Could you turn the lines of the listing below, from the line with "Query: bronze faucet" up to and including the line with "218 116 L 217", into a JSON list of strings with one string per line and blank lines left out?
#### Records to process ####
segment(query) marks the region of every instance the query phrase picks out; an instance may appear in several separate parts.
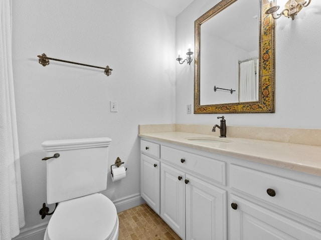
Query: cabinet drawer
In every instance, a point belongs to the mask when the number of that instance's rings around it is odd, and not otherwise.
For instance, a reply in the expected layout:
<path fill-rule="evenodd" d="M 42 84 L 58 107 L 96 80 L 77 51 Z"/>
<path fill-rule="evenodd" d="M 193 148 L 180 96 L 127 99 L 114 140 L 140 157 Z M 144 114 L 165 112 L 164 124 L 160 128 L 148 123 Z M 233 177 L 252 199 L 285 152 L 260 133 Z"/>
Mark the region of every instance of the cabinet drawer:
<path fill-rule="evenodd" d="M 159 144 L 144 140 L 141 140 L 140 152 L 145 154 L 159 158 Z"/>
<path fill-rule="evenodd" d="M 163 146 L 160 151 L 162 159 L 225 184 L 225 162 Z"/>
<path fill-rule="evenodd" d="M 237 165 L 230 170 L 232 188 L 321 222 L 320 188 Z"/>

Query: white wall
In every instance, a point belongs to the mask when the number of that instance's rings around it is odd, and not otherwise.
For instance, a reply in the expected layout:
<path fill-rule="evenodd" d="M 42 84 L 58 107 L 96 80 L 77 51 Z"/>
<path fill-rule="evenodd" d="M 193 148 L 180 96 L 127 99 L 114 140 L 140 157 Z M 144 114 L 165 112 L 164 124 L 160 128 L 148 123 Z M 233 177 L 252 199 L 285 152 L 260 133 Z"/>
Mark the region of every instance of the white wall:
<path fill-rule="evenodd" d="M 218 2 L 194 0 L 177 17 L 177 50 L 194 43 L 194 20 Z M 276 23 L 275 113 L 225 114 L 227 124 L 320 128 L 321 2 L 312 0 L 294 20 L 282 16 Z M 218 124 L 221 114 L 186 114 L 186 105 L 193 106 L 193 64 L 176 64 L 176 122 Z"/>
<path fill-rule="evenodd" d="M 46 202 L 46 140 L 108 136 L 125 179 L 108 176 L 115 201 L 139 194 L 138 124 L 175 122 L 175 18 L 139 0 L 13 1 L 13 64 L 26 225 Z M 37 56 L 113 69 L 51 61 Z M 118 102 L 118 112 L 109 102 Z M 54 205 L 49 206 L 51 210 Z"/>

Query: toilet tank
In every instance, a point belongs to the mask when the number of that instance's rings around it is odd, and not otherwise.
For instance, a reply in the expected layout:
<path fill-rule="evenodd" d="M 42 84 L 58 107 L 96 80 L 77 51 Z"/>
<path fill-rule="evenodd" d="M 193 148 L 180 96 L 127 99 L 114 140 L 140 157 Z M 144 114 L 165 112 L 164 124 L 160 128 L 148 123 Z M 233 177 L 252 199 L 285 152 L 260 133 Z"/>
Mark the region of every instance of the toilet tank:
<path fill-rule="evenodd" d="M 47 202 L 59 202 L 107 188 L 109 138 L 44 142 L 47 156 Z"/>

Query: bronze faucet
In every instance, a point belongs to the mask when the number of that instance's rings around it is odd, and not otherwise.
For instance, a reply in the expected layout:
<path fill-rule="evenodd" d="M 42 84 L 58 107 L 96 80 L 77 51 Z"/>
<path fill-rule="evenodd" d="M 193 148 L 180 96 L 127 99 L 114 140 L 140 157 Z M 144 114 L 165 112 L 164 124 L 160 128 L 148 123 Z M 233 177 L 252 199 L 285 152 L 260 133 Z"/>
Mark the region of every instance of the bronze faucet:
<path fill-rule="evenodd" d="M 218 116 L 217 118 L 218 119 L 222 118 L 221 126 L 219 126 L 217 124 L 216 124 L 213 127 L 212 132 L 215 132 L 215 128 L 217 126 L 220 128 L 220 134 L 221 134 L 220 138 L 226 138 L 226 121 L 224 120 L 224 116 Z"/>

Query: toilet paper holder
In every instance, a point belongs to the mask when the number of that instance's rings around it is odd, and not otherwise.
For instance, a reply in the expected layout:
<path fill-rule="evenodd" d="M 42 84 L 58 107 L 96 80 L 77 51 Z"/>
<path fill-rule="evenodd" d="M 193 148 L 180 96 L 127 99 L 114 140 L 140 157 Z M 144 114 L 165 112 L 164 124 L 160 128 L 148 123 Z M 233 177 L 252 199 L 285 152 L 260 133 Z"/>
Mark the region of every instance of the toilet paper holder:
<path fill-rule="evenodd" d="M 119 158 L 119 156 L 117 156 L 117 159 L 115 161 L 115 164 L 110 165 L 110 173 L 111 173 L 111 176 L 113 176 L 113 175 L 112 174 L 112 171 L 111 170 L 111 167 L 112 166 L 116 166 L 117 168 L 119 168 L 121 166 L 122 164 L 124 164 L 124 163 L 125 162 L 121 162 L 121 160 L 120 160 L 120 158 Z M 127 171 L 127 168 L 125 168 L 125 170 Z"/>

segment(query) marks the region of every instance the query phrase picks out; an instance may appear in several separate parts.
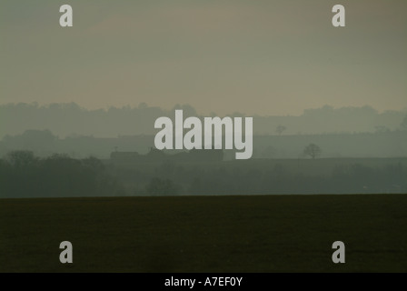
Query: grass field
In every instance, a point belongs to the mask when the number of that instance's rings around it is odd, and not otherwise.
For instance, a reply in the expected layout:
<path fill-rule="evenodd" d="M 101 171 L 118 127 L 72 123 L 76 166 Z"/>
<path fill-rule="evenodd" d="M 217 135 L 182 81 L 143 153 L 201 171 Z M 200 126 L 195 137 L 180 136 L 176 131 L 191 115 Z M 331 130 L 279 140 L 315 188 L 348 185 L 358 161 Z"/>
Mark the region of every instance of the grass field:
<path fill-rule="evenodd" d="M 1 199 L 0 272 L 407 272 L 407 195 Z"/>

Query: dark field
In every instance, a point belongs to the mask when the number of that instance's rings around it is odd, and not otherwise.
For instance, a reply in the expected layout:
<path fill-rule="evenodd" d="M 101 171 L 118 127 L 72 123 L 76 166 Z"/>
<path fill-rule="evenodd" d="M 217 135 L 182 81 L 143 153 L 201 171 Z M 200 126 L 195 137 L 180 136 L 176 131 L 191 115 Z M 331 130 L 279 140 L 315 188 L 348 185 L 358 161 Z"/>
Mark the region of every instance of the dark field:
<path fill-rule="evenodd" d="M 2 199 L 0 271 L 407 272 L 407 196 Z"/>

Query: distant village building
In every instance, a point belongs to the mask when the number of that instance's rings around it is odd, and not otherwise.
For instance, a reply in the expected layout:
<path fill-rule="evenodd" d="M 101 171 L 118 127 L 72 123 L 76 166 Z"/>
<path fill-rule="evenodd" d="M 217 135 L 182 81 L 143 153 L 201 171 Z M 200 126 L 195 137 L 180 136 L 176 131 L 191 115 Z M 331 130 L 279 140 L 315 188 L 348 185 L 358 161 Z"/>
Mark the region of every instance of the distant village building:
####
Worked solution
[
  "Query: bronze faucet",
  "In every instance, a point belongs to the mask when the number of that instance's rings around it is odd, and not otherwise.",
  "For instance, a reply in the expected layout:",
  "<path fill-rule=\"evenodd\" d=\"M 42 84 L 58 107 L 96 80 L 77 51 Z\"/>",
  "<path fill-rule=\"evenodd\" d=\"M 193 148 L 180 96 L 127 99 L 114 140 L 140 157 Z M 144 114 L 165 112 L 164 124 L 160 128 L 148 123 Z M 233 177 L 252 199 L 285 152 L 260 133 Z\"/>",
  "Mark the region of every instance of the bronze faucet:",
  "<path fill-rule=\"evenodd\" d=\"M 218 116 L 217 118 L 218 119 L 222 118 L 221 126 L 219 126 L 217 124 L 216 124 L 213 127 L 212 132 L 215 132 L 215 128 L 217 126 L 220 128 L 220 134 L 221 134 L 220 138 L 226 138 L 226 121 L 224 120 L 224 116 Z\"/>"
]